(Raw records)
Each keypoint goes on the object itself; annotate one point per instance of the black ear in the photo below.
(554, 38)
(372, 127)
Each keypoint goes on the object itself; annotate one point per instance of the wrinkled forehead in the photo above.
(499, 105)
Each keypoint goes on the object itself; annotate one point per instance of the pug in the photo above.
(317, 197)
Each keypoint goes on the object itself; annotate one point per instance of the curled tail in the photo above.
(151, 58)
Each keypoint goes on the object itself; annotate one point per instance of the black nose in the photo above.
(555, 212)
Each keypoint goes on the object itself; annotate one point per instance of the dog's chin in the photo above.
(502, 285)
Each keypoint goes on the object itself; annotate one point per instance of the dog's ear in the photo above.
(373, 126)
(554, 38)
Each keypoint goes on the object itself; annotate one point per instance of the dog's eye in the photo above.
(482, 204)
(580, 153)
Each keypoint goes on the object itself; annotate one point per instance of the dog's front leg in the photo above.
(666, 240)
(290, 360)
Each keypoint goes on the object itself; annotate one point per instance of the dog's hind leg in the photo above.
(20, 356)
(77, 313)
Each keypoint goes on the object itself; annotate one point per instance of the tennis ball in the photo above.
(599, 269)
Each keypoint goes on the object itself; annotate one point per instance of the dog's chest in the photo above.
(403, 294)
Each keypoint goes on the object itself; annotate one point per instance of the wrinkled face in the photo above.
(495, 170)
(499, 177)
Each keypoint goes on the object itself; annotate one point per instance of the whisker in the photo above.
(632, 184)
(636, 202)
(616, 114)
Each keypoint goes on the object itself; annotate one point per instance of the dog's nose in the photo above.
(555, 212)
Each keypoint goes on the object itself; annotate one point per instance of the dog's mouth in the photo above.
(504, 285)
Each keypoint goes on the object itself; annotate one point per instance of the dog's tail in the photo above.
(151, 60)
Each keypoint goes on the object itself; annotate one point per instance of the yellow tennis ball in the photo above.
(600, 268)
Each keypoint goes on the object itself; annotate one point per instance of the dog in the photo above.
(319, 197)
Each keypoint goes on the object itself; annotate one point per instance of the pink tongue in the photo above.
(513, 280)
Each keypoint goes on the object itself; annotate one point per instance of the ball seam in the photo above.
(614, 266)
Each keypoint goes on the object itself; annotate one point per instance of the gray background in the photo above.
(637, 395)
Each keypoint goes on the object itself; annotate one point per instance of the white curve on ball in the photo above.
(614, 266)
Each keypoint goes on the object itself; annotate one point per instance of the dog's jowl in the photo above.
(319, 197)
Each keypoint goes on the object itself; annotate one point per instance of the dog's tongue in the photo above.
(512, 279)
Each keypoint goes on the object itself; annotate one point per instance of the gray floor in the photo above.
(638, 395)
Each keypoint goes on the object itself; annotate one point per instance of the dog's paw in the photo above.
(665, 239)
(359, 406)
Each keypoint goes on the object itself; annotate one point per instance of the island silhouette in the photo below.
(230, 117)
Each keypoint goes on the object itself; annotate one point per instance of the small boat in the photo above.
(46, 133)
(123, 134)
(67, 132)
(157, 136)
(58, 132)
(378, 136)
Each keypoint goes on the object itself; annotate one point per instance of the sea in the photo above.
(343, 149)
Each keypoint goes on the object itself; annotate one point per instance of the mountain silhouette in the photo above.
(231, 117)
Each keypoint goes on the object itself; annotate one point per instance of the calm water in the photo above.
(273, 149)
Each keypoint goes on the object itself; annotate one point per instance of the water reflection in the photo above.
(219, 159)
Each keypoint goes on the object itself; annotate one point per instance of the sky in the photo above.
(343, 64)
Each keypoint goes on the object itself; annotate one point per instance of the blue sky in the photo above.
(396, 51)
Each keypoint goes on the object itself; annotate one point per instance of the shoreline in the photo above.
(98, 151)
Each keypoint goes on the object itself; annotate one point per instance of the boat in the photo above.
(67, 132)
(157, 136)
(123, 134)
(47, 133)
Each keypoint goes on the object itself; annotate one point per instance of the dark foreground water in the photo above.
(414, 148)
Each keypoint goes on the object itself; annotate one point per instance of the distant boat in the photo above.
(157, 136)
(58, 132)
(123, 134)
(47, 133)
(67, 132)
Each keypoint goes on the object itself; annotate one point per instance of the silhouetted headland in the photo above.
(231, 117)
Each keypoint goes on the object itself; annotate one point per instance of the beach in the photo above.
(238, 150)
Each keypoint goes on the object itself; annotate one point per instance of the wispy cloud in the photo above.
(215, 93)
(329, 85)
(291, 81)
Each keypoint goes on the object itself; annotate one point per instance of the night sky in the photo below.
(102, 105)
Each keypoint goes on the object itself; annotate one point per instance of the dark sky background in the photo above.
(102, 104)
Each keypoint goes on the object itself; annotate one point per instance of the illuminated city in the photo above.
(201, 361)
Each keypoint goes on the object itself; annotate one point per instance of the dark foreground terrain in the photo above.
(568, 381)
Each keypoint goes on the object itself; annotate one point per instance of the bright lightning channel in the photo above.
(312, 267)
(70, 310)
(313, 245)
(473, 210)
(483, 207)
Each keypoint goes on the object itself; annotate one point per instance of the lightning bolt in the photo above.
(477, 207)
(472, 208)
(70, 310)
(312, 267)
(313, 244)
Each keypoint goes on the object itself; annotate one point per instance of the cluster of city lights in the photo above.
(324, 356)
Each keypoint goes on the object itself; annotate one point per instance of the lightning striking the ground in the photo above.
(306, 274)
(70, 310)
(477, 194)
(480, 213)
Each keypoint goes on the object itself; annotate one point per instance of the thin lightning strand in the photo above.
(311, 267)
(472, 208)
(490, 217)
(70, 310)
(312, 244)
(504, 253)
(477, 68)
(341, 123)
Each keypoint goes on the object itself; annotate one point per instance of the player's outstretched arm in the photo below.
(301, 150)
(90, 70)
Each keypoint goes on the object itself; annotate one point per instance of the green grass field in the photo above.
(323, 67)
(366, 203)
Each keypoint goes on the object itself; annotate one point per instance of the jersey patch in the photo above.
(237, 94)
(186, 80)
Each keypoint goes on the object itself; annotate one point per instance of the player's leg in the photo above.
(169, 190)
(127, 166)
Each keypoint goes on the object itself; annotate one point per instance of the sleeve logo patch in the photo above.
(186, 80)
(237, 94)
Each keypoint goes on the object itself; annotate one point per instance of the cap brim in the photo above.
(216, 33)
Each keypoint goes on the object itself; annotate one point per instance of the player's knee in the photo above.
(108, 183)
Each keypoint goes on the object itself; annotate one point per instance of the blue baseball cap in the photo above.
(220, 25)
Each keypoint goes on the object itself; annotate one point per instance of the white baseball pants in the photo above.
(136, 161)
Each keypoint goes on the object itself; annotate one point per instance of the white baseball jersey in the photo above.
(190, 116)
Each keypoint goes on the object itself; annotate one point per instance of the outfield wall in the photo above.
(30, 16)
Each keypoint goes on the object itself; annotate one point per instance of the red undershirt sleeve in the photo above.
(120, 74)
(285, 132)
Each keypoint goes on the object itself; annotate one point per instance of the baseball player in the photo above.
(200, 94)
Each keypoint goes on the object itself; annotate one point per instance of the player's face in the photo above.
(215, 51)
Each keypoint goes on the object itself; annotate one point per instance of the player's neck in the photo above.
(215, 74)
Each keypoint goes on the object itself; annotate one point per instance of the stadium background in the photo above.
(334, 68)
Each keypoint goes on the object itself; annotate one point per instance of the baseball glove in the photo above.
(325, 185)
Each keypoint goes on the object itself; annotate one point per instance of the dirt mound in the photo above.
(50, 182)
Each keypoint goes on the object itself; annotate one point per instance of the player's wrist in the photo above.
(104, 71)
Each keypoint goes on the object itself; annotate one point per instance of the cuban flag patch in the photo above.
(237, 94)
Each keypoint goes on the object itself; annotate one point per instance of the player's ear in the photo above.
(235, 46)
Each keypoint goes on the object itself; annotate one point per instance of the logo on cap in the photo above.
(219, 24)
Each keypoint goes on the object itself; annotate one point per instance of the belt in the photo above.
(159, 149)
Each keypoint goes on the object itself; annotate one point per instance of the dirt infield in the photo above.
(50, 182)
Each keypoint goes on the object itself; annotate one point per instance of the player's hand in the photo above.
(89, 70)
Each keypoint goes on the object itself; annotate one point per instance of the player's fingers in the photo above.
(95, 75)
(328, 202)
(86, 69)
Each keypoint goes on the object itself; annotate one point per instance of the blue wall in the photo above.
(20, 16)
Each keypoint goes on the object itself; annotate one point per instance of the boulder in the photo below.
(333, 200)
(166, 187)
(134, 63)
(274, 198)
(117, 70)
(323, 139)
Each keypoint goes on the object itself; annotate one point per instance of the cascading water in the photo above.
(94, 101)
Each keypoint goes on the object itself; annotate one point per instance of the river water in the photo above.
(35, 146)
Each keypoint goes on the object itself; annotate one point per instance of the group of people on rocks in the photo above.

WORK TO BE COMPLETED — With both ends included, please retype exactly the lines from the line containing "glove in the photo above." to the final line of the data.

WORKED SOLUTION —
Each keypoint goes on the object itself; annotate one point per instance of the baseball glove in the photo above.
(325, 185)
Each keypoint goes on the object itself; annotate one point per instance of the dirt mound in the photo above.
(50, 182)
Each keypoint goes on the object itself; annotate one point per instance of the player's wrist in the photo above.
(104, 71)
Each keypoint goes on the object itself; annotate one point per instance of the cuban flag patch in the photo above.
(237, 94)
Each keypoint goes on the object itself; annotate one point per instance of the player's ear in the photo above.
(235, 46)
Each keypoint goes on the object itself; annotate one point per instance of the logo on cap in the photo above.
(219, 24)
Each keypoint goes on the object itself; annotate one point per instance of the belt in the photo above.
(159, 149)
Each keypoint goes on the object itself; annotate one point per instance of the dirt infield in the photo above.
(50, 182)
Each keypoint goes on the object itself; annotate one point per instance of the player's hand in the photo above.
(89, 70)
Each keypoint goes on the object itself; annotate one point per instance of the player's fingers in the photo above.
(95, 75)
(328, 202)
(86, 69)
Each keypoint goes on the object itself; annotate one point per instance of the blue wall in the photo above.
(20, 16)
Each keypoint goes on the object itself; annotate one point per instance of the boulder in the photo below.
(333, 200)
(166, 187)
(134, 63)
(274, 198)
(117, 70)
(323, 139)
Each keypoint goes on the object itself; annotate one point per instance of the cascading water in the photo above.
(94, 101)
Each keypoint goes on the object itself; annotate one point per instance of the river water in the photo above.
(35, 146)
Each keypoint goes on the object itself; annotate one point per instance of the group of people on rocks in the photo above.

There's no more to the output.